* **INPUT DATA**:
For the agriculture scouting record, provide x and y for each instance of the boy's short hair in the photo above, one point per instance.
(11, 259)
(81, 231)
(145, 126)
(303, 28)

* **INSTRUCTIONS FOR THE TASK**: Recast the rows above as a Markdown table with two columns, "No." and "Row text". Number every line and skip any blank lines.

* **PROBLEM SOLUTION**:
| No. | Row text |
|---|---|
| 1 | For the agriculture scouting record, provide x and y for each instance of the boy's short hair in the photo above, one point per instance. |
| 2 | (11, 259) |
| 3 | (81, 231) |
| 4 | (145, 126) |
| 5 | (303, 28) |